**Extracted data**

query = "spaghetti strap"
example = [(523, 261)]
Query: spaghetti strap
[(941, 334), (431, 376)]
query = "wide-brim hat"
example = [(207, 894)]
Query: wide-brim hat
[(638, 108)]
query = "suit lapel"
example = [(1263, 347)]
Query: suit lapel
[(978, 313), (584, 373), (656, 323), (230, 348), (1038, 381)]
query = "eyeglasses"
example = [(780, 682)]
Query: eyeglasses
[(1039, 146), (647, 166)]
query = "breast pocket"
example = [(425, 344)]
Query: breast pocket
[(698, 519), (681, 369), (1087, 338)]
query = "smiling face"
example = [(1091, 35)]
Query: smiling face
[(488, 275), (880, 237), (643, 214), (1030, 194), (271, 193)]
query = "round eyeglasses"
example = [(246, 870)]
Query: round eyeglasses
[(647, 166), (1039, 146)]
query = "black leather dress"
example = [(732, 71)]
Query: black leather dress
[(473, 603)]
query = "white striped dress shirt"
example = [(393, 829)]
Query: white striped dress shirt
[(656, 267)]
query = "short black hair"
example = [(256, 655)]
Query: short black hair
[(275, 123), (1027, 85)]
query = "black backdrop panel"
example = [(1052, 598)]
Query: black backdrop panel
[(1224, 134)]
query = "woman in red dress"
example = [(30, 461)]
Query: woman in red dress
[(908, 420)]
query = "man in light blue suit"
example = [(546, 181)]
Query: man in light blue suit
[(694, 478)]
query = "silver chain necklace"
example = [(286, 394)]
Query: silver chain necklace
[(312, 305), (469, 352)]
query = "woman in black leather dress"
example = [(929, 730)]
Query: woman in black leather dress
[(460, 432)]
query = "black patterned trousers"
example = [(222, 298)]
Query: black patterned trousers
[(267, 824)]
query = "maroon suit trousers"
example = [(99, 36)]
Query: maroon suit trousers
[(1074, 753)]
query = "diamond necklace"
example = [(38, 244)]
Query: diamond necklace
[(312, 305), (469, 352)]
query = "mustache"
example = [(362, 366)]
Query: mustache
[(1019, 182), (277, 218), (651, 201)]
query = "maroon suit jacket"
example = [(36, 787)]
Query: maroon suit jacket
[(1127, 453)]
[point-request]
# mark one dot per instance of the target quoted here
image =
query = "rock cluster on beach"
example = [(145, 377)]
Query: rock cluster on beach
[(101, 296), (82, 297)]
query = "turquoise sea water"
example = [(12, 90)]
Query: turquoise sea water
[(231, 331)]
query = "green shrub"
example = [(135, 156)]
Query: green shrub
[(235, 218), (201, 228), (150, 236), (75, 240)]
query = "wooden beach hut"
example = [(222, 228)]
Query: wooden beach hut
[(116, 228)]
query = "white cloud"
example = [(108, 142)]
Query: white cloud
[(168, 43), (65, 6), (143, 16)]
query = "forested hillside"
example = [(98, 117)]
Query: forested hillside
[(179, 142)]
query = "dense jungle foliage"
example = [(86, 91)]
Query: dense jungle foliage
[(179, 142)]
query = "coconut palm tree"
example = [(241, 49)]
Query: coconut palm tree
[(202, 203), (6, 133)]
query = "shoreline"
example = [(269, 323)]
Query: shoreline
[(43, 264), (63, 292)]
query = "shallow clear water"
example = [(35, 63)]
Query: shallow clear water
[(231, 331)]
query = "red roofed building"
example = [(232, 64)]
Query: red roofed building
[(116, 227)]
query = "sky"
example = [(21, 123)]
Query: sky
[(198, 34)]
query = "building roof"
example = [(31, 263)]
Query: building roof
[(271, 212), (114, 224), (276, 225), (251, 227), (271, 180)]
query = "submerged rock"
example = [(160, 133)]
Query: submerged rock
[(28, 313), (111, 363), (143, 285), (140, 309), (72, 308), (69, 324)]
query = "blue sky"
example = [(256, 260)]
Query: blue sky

**Work to be completed**
Reproduce exactly the lines from the one with "[point-request]" through the end of the entries above, both ends included.

**The completed task**
[point-request]
# mark one dot per instance of the target quoted here
image =
query = "rock cluster on beach"
example = [(145, 377)]
Query: rock cluster on beach
[(101, 296), (82, 297)]
query = "turquoise sea water"
example = [(12, 90)]
Query: turquoise sea water
[(231, 331)]
query = "green shrub"
example = [(135, 156)]
Query: green shrub
[(235, 218), (201, 228), (150, 236), (75, 240)]
query = "wooden beach hut"
example = [(222, 228)]
Query: wooden beach hut
[(116, 228)]
query = "white cloud"
example = [(108, 142)]
Query: white cloud
[(168, 43), (65, 6), (143, 16)]
query = "forested hillside"
example = [(98, 117)]
Query: forested hillside
[(179, 142)]
query = "dense jungle foliage"
example = [(86, 91)]
Query: dense jungle foliage
[(179, 142)]
query = "coconut palm tree"
example = [(241, 49)]
Query: coconut palm tree
[(202, 203), (6, 133)]
query = "shoreline"
example = [(269, 323)]
Query: shoreline
[(43, 264), (63, 292)]
query = "shallow clear water"
example = [(35, 63)]
Query: shallow clear water
[(231, 331)]
query = "red roofed building"
example = [(232, 64)]
Query: red roofed building
[(116, 227)]
query = "sky"
example = [(21, 123)]
Query: sky
[(198, 34)]
query = "building roof"
example = [(31, 263)]
Query: building roof
[(271, 212), (114, 224), (276, 225), (251, 227), (271, 180)]
query = "submerged rock"
example = [(160, 133)]
Query: submerged rock
[(28, 313), (111, 363), (143, 285), (140, 309), (72, 308), (69, 324)]
query = "blue sky"
example = [(256, 260)]
Query: blue sky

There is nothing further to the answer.